Records:
########################################

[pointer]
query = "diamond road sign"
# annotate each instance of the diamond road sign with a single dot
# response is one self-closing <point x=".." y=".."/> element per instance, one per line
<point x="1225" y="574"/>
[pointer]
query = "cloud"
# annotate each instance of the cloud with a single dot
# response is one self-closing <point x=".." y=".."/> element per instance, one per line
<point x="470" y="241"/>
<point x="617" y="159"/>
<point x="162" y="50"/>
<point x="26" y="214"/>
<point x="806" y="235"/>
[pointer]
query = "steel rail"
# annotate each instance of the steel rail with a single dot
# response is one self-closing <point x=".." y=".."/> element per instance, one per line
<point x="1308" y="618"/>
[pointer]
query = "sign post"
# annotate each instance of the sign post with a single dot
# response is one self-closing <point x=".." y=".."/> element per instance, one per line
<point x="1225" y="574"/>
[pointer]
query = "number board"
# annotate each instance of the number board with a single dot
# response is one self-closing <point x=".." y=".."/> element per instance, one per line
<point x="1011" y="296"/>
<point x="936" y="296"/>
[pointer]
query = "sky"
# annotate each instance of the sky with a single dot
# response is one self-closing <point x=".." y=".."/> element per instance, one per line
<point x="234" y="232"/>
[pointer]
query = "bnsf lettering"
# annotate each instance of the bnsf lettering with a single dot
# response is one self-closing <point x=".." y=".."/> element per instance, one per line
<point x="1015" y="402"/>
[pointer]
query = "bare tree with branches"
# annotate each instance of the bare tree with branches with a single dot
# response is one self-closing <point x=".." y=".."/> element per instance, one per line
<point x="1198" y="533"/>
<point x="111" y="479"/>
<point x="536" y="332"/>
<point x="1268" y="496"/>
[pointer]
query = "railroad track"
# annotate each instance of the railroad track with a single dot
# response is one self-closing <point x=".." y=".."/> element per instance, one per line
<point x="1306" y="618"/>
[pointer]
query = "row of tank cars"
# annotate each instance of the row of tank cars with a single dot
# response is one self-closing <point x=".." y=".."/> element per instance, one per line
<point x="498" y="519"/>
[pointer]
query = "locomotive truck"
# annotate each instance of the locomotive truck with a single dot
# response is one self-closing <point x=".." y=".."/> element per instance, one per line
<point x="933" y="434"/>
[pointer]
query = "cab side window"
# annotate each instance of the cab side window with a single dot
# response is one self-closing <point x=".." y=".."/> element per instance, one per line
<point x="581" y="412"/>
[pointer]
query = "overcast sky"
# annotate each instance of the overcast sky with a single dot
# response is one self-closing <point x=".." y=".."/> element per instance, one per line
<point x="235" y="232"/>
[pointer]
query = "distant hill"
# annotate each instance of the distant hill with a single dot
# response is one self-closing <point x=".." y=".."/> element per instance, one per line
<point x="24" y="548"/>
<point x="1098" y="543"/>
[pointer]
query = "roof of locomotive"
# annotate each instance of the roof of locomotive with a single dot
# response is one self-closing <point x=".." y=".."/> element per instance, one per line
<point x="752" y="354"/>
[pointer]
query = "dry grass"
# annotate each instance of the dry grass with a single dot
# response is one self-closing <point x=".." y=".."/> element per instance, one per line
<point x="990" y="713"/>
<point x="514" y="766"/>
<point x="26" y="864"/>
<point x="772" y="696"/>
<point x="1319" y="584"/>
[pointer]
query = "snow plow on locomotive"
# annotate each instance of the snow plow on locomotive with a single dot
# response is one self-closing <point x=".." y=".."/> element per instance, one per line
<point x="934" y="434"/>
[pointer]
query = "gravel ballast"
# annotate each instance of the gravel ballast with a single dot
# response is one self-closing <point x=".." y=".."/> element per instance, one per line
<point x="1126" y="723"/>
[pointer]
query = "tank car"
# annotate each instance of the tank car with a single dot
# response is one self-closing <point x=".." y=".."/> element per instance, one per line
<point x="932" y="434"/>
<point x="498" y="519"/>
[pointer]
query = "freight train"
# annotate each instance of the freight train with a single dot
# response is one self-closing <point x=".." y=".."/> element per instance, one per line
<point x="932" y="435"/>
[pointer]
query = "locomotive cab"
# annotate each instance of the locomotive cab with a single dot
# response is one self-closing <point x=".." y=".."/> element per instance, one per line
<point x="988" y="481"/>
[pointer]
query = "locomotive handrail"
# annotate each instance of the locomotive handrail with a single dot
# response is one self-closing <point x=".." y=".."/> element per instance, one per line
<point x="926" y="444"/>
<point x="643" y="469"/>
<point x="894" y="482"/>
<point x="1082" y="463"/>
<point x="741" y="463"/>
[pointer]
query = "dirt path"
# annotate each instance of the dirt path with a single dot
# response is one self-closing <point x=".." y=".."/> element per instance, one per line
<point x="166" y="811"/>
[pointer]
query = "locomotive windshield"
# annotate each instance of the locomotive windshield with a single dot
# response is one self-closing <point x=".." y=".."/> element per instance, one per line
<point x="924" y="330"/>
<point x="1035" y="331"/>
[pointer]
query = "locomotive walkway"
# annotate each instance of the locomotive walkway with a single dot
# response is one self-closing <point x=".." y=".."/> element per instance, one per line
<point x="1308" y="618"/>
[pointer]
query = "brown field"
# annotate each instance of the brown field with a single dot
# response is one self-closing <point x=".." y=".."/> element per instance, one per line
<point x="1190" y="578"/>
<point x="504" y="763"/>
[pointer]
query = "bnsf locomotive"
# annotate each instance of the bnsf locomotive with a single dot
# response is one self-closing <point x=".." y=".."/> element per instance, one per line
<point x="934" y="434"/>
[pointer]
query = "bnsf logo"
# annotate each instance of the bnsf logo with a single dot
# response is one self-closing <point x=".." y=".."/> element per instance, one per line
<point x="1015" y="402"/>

########################################

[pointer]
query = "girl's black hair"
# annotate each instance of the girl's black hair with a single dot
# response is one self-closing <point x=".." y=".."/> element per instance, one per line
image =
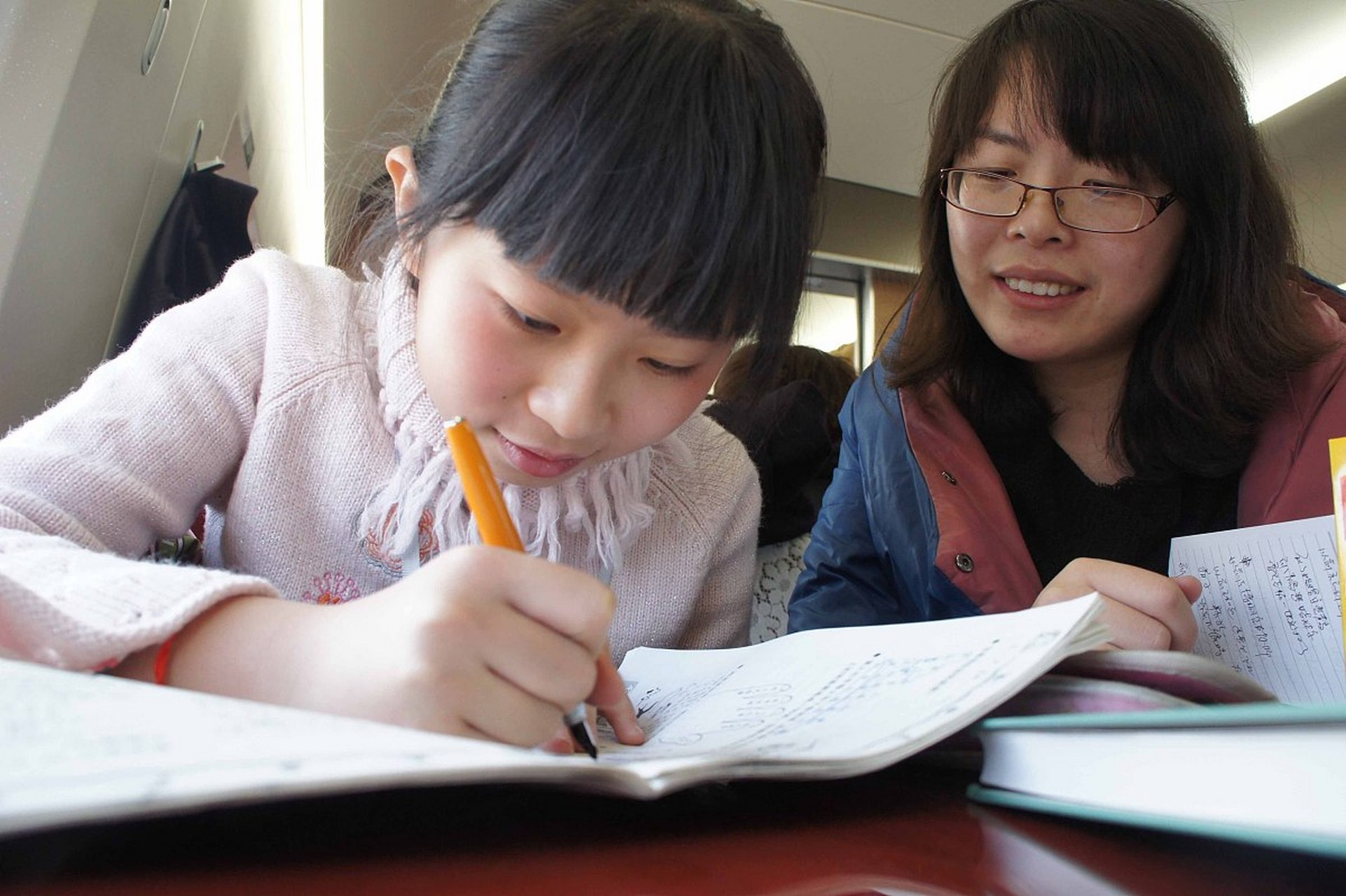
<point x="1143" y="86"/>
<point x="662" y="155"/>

########################################

Instructions to follow:
Please list each line of the Records that contains the word "grass".

Task output:
query = "dry grass"
# annotate each instance of the dry grass with a single dot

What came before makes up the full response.